[Extracted records]
"""

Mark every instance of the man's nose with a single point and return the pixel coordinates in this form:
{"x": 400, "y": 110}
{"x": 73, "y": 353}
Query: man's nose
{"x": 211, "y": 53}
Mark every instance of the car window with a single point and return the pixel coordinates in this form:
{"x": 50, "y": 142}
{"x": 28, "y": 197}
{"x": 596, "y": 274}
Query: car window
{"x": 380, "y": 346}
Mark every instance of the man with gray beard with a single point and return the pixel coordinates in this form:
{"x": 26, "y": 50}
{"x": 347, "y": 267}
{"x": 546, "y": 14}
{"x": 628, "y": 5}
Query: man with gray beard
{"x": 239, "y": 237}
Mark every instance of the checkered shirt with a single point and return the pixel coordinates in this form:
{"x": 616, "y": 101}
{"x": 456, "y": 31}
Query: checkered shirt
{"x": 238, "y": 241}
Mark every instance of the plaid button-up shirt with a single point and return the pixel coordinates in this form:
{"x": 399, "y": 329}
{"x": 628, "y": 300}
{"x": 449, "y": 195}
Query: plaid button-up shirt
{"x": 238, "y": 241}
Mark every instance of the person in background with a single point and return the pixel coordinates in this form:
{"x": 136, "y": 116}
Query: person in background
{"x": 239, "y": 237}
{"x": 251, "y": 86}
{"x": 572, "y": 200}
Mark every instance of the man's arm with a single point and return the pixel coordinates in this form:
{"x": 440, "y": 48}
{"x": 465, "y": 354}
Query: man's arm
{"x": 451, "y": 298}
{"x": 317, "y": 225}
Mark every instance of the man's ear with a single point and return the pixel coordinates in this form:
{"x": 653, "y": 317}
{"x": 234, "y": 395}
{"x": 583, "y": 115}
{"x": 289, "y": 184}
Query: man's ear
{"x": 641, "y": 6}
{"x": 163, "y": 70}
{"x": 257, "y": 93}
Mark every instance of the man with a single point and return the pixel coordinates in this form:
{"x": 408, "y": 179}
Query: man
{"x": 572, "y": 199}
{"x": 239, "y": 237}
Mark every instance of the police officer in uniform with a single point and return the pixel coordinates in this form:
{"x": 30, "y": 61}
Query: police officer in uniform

"""

(Work order):
Lines before the one containing "Mark every instance of the man's arm" are to be left out; that line and every line after it through the end of the data should be copied exactly.

(Response area):
Mark every instance of the man's arm with a single point and return the pixel coordinates in this form:
{"x": 440, "y": 48}
{"x": 465, "y": 354}
Query: man's arm
{"x": 451, "y": 298}
{"x": 317, "y": 225}
Mark every instance of the man's ear with a single point and return the pixel coordinates in this form:
{"x": 653, "y": 317}
{"x": 234, "y": 395}
{"x": 583, "y": 115}
{"x": 289, "y": 184}
Query: man's ear
{"x": 641, "y": 6}
{"x": 163, "y": 70}
{"x": 257, "y": 93}
Mark every instance of the man with a single point and return the pixel coordinates in this form:
{"x": 408, "y": 179}
Query: man
{"x": 572, "y": 199}
{"x": 239, "y": 237}
Mark every instance of the police officer in uniform with a single point and return the pixel coordinates in this form:
{"x": 30, "y": 61}
Query: police officer in uniform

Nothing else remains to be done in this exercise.